What is asked: Rewrite every line of the records below as a Markdown table with a "No." column for the row number and a "Text" column for the line, leaving out blank lines.

* * * * * * *

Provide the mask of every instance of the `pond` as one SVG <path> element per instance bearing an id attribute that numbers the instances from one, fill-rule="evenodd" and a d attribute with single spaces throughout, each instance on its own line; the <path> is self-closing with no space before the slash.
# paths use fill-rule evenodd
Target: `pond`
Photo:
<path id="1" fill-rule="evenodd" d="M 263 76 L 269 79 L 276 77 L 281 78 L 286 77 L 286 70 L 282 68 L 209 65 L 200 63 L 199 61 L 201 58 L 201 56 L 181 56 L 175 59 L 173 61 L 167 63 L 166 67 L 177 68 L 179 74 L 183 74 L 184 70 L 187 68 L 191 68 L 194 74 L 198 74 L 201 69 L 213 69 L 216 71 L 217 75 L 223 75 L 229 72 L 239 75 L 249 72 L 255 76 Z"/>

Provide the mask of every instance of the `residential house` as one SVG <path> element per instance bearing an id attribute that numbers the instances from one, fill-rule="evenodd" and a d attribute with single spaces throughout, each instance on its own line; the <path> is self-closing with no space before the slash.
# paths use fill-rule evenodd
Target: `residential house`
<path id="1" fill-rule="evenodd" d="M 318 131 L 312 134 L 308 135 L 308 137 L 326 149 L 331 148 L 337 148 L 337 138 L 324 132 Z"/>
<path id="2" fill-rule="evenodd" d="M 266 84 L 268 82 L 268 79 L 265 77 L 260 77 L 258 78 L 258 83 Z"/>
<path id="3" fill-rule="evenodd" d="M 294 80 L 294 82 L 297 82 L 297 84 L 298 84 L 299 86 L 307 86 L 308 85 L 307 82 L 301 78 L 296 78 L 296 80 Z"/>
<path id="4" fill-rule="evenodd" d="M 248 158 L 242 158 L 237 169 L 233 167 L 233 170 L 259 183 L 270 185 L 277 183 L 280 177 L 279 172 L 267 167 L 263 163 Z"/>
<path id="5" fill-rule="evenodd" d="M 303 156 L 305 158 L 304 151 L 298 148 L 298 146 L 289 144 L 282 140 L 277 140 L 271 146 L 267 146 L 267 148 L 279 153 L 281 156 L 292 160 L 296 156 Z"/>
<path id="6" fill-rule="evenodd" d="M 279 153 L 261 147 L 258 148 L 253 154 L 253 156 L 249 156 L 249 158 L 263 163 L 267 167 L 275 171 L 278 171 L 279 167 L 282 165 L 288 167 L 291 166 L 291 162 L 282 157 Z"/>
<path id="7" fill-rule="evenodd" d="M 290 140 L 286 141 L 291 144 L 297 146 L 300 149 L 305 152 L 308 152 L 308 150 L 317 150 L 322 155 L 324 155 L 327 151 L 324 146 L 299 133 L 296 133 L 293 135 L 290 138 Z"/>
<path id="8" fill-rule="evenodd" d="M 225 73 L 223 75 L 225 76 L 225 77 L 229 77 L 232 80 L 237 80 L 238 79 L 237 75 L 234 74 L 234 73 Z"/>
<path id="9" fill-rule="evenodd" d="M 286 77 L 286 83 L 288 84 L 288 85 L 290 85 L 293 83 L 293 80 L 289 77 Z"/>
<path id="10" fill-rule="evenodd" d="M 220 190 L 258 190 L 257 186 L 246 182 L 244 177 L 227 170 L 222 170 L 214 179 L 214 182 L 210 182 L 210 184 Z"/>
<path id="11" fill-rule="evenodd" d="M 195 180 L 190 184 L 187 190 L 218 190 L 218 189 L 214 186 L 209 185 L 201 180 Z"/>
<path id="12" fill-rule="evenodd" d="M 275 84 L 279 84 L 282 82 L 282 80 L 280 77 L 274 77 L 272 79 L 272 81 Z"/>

* * * * * * *

Response below:
| No. | Text |
|---|---|
| 1 | Provide the mask of every instance of the `pond` as one SVG <path> element per instance bearing an id attribute that numbers the instances from one, fill-rule="evenodd" and a d attribute with single spaces throughout, each instance on its own line; the <path> is self-closing with no space before the slash. |
| 2 | # paths use fill-rule evenodd |
| 3 | Target: `pond` |
| 4 | Photo: |
| 5 | <path id="1" fill-rule="evenodd" d="M 263 76 L 269 79 L 276 77 L 281 78 L 286 77 L 286 70 L 282 68 L 209 65 L 200 63 L 199 61 L 201 58 L 201 56 L 181 56 L 175 59 L 173 61 L 167 63 L 166 67 L 177 68 L 179 74 L 183 74 L 184 70 L 187 68 L 191 68 L 194 74 L 198 74 L 201 69 L 213 69 L 216 71 L 217 75 L 223 75 L 229 72 L 239 75 L 249 72 L 255 76 Z"/> |
| 6 | Provide the mask of every instance of the `residential house` as one SVG <path> element per instance bearing an id attribute that numbers the instances from one, fill-rule="evenodd" and a d attribute with single spaces throughout, each instance on its own line; the <path> is self-closing with no space before the slash. |
| 7 | # paths use fill-rule evenodd |
| 8 | Target: `residential house` |
| 9 | <path id="1" fill-rule="evenodd" d="M 318 131 L 312 134 L 308 135 L 308 137 L 326 149 L 331 148 L 337 148 L 337 138 L 324 132 Z"/> |
| 10 | <path id="2" fill-rule="evenodd" d="M 266 84 L 268 82 L 268 79 L 265 77 L 260 77 L 258 78 L 258 83 Z"/> |
| 11 | <path id="3" fill-rule="evenodd" d="M 294 80 L 294 82 L 297 82 L 297 84 L 298 84 L 299 86 L 307 86 L 308 85 L 307 82 L 301 78 L 296 78 L 296 80 Z"/> |
| 12 | <path id="4" fill-rule="evenodd" d="M 248 158 L 242 158 L 237 169 L 233 167 L 233 170 L 259 183 L 270 185 L 277 183 L 280 177 L 279 172 L 267 167 L 263 163 Z"/> |
| 13 | <path id="5" fill-rule="evenodd" d="M 303 156 L 305 158 L 304 151 L 298 148 L 298 146 L 289 144 L 282 140 L 277 140 L 271 146 L 267 146 L 267 148 L 279 153 L 281 156 L 292 160 L 296 156 Z"/> |
| 14 | <path id="6" fill-rule="evenodd" d="M 279 153 L 261 147 L 258 148 L 253 154 L 253 156 L 249 156 L 249 158 L 263 163 L 267 167 L 275 171 L 278 171 L 279 167 L 282 165 L 288 167 L 291 166 L 291 162 L 282 157 Z"/> |
| 15 | <path id="7" fill-rule="evenodd" d="M 290 140 L 286 141 L 291 144 L 297 146 L 300 149 L 305 152 L 308 152 L 308 150 L 317 150 L 322 155 L 324 155 L 327 151 L 324 146 L 299 133 L 296 133 L 293 135 L 290 138 Z"/> |
| 16 | <path id="8" fill-rule="evenodd" d="M 225 73 L 223 75 L 225 76 L 225 77 L 229 77 L 232 80 L 237 80 L 238 79 L 237 75 L 234 74 L 234 73 Z"/> |
| 17 | <path id="9" fill-rule="evenodd" d="M 286 77 L 286 83 L 288 84 L 288 85 L 290 85 L 293 83 L 293 80 L 289 77 Z"/> |
| 18 | <path id="10" fill-rule="evenodd" d="M 220 190 L 258 190 L 257 186 L 246 182 L 244 177 L 227 170 L 222 170 L 214 179 L 214 182 L 210 182 L 210 184 Z"/> |
| 19 | <path id="11" fill-rule="evenodd" d="M 195 180 L 190 184 L 187 190 L 218 190 L 218 189 L 214 186 L 209 185 L 201 180 Z"/> |
| 20 | <path id="12" fill-rule="evenodd" d="M 275 84 L 279 84 L 282 82 L 282 80 L 280 77 L 274 77 L 272 79 L 272 81 Z"/> |